Put every line of the entries below into one numbered list, skipping the blank lines.
========================================
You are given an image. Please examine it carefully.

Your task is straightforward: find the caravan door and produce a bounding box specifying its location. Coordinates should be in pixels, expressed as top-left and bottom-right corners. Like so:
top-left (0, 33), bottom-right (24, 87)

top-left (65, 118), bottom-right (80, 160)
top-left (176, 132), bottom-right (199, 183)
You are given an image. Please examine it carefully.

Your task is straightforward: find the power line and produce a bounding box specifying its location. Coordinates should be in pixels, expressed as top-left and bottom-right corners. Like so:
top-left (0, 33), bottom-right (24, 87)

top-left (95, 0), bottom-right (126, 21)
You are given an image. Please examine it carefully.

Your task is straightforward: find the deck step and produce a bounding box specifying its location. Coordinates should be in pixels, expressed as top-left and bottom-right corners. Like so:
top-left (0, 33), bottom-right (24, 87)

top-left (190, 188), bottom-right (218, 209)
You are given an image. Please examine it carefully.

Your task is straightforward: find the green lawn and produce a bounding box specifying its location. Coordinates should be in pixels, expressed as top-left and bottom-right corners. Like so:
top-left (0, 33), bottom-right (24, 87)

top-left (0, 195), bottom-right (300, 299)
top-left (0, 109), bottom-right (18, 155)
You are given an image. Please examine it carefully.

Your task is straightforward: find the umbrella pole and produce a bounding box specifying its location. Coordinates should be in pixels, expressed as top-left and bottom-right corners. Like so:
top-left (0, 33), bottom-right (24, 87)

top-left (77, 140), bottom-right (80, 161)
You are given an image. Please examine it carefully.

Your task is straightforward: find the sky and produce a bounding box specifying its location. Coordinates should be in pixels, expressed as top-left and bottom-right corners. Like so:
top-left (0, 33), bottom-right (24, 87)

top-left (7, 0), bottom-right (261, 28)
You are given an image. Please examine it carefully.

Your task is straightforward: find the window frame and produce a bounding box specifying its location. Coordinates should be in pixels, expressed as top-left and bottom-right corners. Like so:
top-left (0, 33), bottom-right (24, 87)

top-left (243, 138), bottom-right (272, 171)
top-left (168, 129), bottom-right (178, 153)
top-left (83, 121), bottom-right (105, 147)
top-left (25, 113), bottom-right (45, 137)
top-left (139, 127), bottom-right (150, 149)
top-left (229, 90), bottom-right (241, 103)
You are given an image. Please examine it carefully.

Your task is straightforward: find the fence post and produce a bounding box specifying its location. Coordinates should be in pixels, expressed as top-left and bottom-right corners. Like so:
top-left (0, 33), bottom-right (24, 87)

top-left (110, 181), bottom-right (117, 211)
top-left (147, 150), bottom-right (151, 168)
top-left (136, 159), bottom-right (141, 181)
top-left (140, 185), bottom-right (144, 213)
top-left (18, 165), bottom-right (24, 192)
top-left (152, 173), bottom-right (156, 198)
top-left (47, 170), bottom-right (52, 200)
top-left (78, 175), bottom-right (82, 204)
========================================
◆ **Task answer**:
1. You are given an image. Please examine it carefully.
2. Your task is straightforward: find the caravan door and produce a bounding box specifying its location. Coordinates should be in pixels, expressed as top-left and bottom-right corners. Like so:
3. top-left (0, 33), bottom-right (24, 87)
4. top-left (65, 118), bottom-right (80, 160)
5. top-left (176, 132), bottom-right (199, 183)
6. You are given an image. Please examine it carefully.
7. Your task is straightforward: find the power line and produce a bounding box specifying its location. Coordinates should be in pixels, expressed as top-left and bottom-right corners. Like so:
8. top-left (0, 33), bottom-right (24, 87)
9. top-left (95, 0), bottom-right (126, 21)
10. You are given an image. Please examine it carefully.
11. Your task is straightforward: find the deck step and produce a bounding box specifying its location. Coordinates should be in pixels, expressed as top-left and bottom-right corners. Like so:
12. top-left (0, 33), bottom-right (24, 87)
13. top-left (190, 188), bottom-right (218, 209)
14. You are given an image. Please examine it carefully.
15. Your task is straightforward: find the green lawn and produce a bounding box specifying its location. Coordinates should be in pixels, expressed as top-left and bottom-right corners. Like so:
16. top-left (0, 33), bottom-right (24, 87)
17. top-left (0, 195), bottom-right (300, 299)
18. top-left (0, 109), bottom-right (18, 155)
19. You are given an image. Please examine it carefully.
20. Your task is straightforward: find the umbrella pole and produce a bounding box specifying its location. Coordinates should be in pixels, expressed as top-left and bottom-right corners. Like so:
21. top-left (0, 33), bottom-right (24, 87)
22. top-left (77, 140), bottom-right (80, 161)
23. You are given an image. Please examine it carefully.
24. Your task is straightforward: find the sky and produce a bounding box specifying its location. Coordinates should be in pixels, expressed as top-left and bottom-right corners. Like so:
25. top-left (0, 33), bottom-right (24, 87)
26. top-left (7, 0), bottom-right (261, 28)
27. You are given an image. Please examine it carefully.
28. Your task is straightforward: find the window frame and produce a bounding box specifying its location. Coordinates should be in pixels, expressed as top-left and bottom-right corners. Like so:
29. top-left (0, 33), bottom-right (24, 87)
30. top-left (243, 138), bottom-right (272, 171)
31. top-left (168, 129), bottom-right (178, 153)
32. top-left (83, 121), bottom-right (105, 147)
33. top-left (25, 113), bottom-right (45, 137)
34. top-left (139, 127), bottom-right (150, 149)
35. top-left (229, 90), bottom-right (241, 103)
36. You are given an image. Please examine it carefully.
37. Your task is straightforward: find the fence post and produce a bounding box specifying its location. Coordinates should be in pixels, expressed as top-left and bottom-right corners. Like so:
38. top-left (0, 33), bottom-right (24, 87)
39. top-left (110, 181), bottom-right (117, 211)
40. top-left (147, 150), bottom-right (151, 168)
41. top-left (136, 159), bottom-right (141, 181)
42. top-left (140, 185), bottom-right (144, 213)
43. top-left (18, 165), bottom-right (24, 192)
44. top-left (152, 173), bottom-right (156, 198)
45. top-left (47, 170), bottom-right (52, 200)
46. top-left (78, 175), bottom-right (82, 204)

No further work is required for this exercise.